Which of the lines below contain the string "rear"? Filter them out and copy each one, treating uppercase and lowercase letters as different.

**** DATA EXTRACT

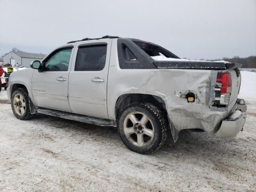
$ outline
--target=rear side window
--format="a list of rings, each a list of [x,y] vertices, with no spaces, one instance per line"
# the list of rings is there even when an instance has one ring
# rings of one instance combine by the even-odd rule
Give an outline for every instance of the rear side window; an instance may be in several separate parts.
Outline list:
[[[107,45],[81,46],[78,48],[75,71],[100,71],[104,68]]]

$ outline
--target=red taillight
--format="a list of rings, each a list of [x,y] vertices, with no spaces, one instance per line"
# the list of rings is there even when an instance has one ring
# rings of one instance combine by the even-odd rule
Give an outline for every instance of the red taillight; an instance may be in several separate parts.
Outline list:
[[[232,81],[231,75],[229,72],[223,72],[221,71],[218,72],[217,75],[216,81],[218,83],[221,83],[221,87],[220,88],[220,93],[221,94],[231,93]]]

********
**** DATA EXTRACT

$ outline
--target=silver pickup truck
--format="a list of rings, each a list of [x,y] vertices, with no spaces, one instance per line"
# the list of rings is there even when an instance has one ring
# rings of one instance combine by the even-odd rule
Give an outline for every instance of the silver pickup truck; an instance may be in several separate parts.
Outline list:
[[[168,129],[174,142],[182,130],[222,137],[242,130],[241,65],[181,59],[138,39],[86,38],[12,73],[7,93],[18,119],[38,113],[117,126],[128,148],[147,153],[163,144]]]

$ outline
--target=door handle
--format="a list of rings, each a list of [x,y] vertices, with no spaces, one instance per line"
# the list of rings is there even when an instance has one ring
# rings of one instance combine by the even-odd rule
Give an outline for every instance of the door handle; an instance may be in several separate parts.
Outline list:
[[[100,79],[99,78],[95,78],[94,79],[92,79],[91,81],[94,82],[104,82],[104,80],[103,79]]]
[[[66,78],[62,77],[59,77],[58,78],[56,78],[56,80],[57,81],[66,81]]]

********

THE OUTPUT —
--target=rear side window
Give an outline for every instance of the rear side window; an instance may be in several separate parts.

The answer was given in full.